• [Tugas Anda]
1) Terjemahkan kalimat berikut dari teks tentang penundaan UN ke dalam bahasa Inggris: "Ada sebanyak 1,1 juta siswa yang akan mengikuti UN di 11 provinsi tersebut."
2) Jawablah pertanyaan berikut berdasarkan teks tentang penundaan UN:
(a) Sampai hari dan tanggal berapa UN di 11 provinsi diundur?
(b) Berapa percetakan pemenang tender yang mencetak naskah soal UN?
(c) Di kota mana PT Ghalia Indonesia Printing berlokasi?
3) Lanjutkan teks tentang penundaan UN itu, mulai setelah kalimat terakhirnya.

• [Teks Pilihan]

•••

Hari Minggu, 14 April 2013,
hanya sehari sebelum ujian nasional untuk SMA/SMK dan MA dilaksanakan
pada hari Senin, 15 April 2013, pemerintah, dalam hal ini Menteri
Pendidikan dan Kebudayaan Mohammad Nuh, mengumumkan, pelaksanaan UN untuk
SMA/SMK dan MA di 11 provinsi di wilayah Indonesia tengah diundur hingga
Kamis (18/4).
Ke-11 provinsi itu adalah
Kalimantan Selatan, Kalimantan Timur, Sulawesi Utara, Sulawesi Selatan,
Gorontalo, Sulawesi Tengah, Sulawesi Tenggara, Sulawesi Barat, Bali, Nusa
Tenggara Barat, dan Nusa Tenggara Timur. Ada sebanyak 1,1 juta siswa yang
akan mengikuti UN di 11 provinsi tersebut.
Mohammad Nuh mengemukakan,
perubahan jadwal itu disebabkan naskah soal belum sampai di 11 provinsi
itu. ”Itu murni masalah teknis. Ada
di percetakan. Peristiwa ini force majeure yang harus segera dicarikan
solusinya. Kami berharap masyarakat dapat memahami,” ujarnya.
Adapun di 22 provinsi lainnya,
UN untuk SMA/SMK dan MA tetap dilaksanakan sesuai jadwal semula, 15-18
April 2013. Kecuali di beberapa sekolah di Provinsi Sumatera Utara yang
belum memperoleh naskah soal.
Mengenai keterlambatan kedatangan
naskah soal UN di 11 provinsi itu, menurut Nuh, karena salah satu
percetakan tidak menyelesaikan pekerjaan sesuai waktu yang ditetapkan. Ia
menegaskan, ada enam percetakan pemenang tender yang mencetak naskah soal
UN. Sebanyak lima perusahaan sudah mendistribusikan naskah soal, tetapi
satu perusahaan belum mendistribusikannya. Masalahnya, satu perusahaan
percetakan itu, PT Ghalia Indonesia Printing, bertanggung jawab untuk
mencetak naskah soal UN dan mendistribusikannya ke 11 provinsi.
”Pencetakan naskah soal UN untuk 11 provinsi yang dilakukan PT
Ghalia Indonesia Printing yang berlokasi di Bogor sudah selesai, tetapi
ada kendala teknis dalam memasukkan naskah soal ke dalam boks sesuai
dengan sekolah tujuan,” ujar Nuh.

•••

• [Data yang Diberikan]
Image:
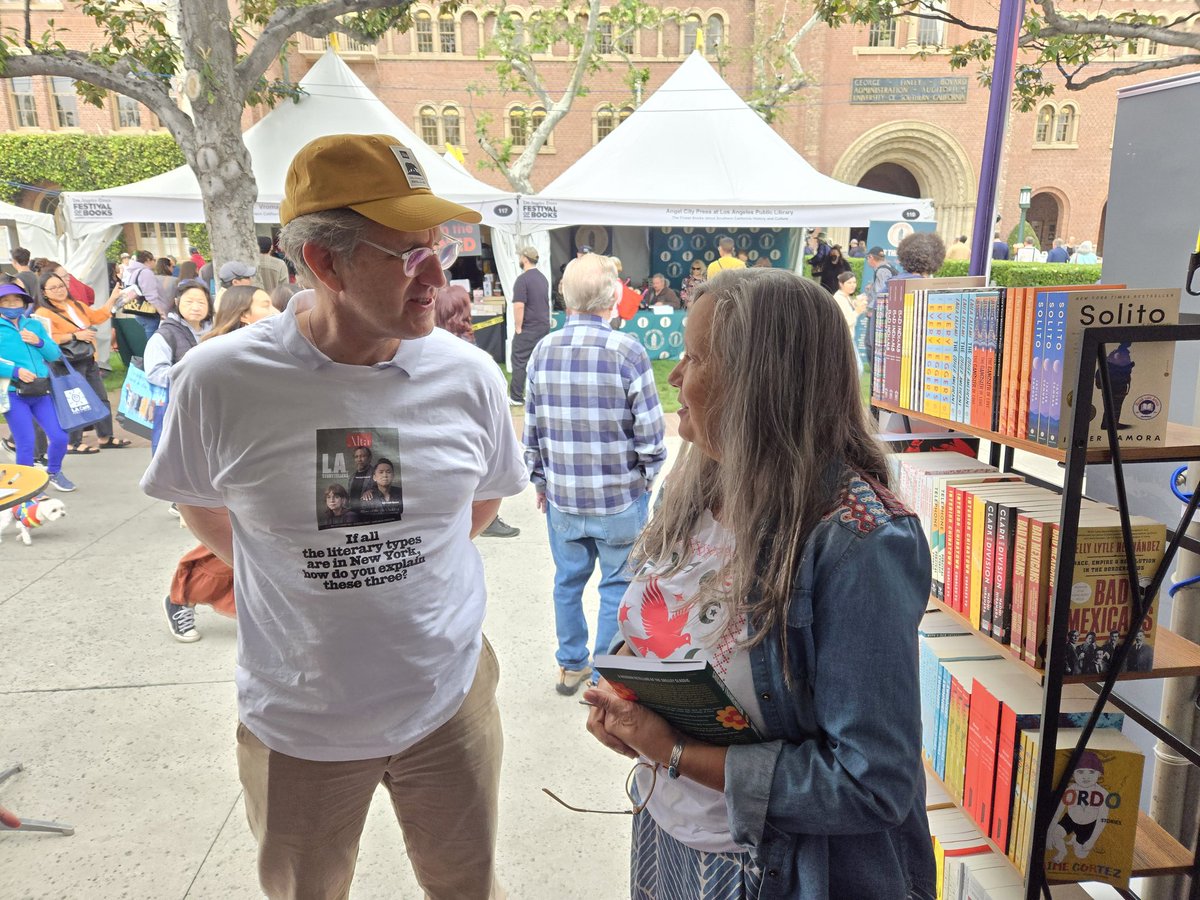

•••

• [Jawaban Tugas]
1) As many as 1.1 million students will take the national exam (UN) in those 11 provinces.

2)
(a) Kamis, 18 April (2013).
(b) Enam percetakan.
(c) Di Bogor.

3)
Pertanyaannya, mengapa Nuh baru
mengumumkan penundaan UN SMA di 11 provinsi itu pada H-1, atau satu hari
sebelum pelaksanaan UN. Padahal, menurut Ketua Badan Standar Nasional
Pendidikan (BSNP) M Aman Wirakartakusumah, sesuai prosedur standar
operasional, naskah soal jenjang pendidikan menengah seharusnya sudah
siap pada H-3. Untuk SMP dan sederajat pada H-6.
Ternyata, Nuh baru mendapatkan
laporan mengenai adanya ketidakberesan pada H-5. Hari Kamis (11/4),
Kepala BSNP dan Kepala Badan Litbang Kemdikbud Khairil Anwar Notodiputro
melaporkan adanya keterlambatan di percetakan milik PT Ghalia. Malamnya,
Nuh menghubungi KSAU untuk meminta bantuan pengiriman. Pesawat TNI AU pun
segera disiapkan. Namun, ternyata naskah soal sudah selesai dicetak, tapi
belum dimasukkan ke dalam boks sesuai dengan sekolah tujuan.
Melihat PT Ghalia tidak
mempunyai cukup orang untuk memasukkan naskah soal ke dalam boks sesuai
dengan tujuan sekolah, Nuh—yang berkunjung ke percetakan yang berlokasi
di Bogor itu—kemudian meminta bantuan 200-400 mahasiswa IPB. Namun,
melihat lambatnya proses memasukkan naskah soal UN ke dalam boks itu, Nuh
yakin pekerjaan itu tak dapat selesai pada waktunya.
Memasukkan naskah soal UN ke
dalam boks sesuai dengan sekolah bukanlah hal mudah mengingat ada 20 set
soal yang harus dipisah-pisahkan dan dikirimkan ke sekolah yang berbeda.
Di masa lalu, hanya lima variasi soal yang harus dipisah-pisahkan. Namun,
untuk mengurangi kebocoran dalam pelaksanaan UN SMK kali ini, soal
ditambah menjadi 20 variasi soal.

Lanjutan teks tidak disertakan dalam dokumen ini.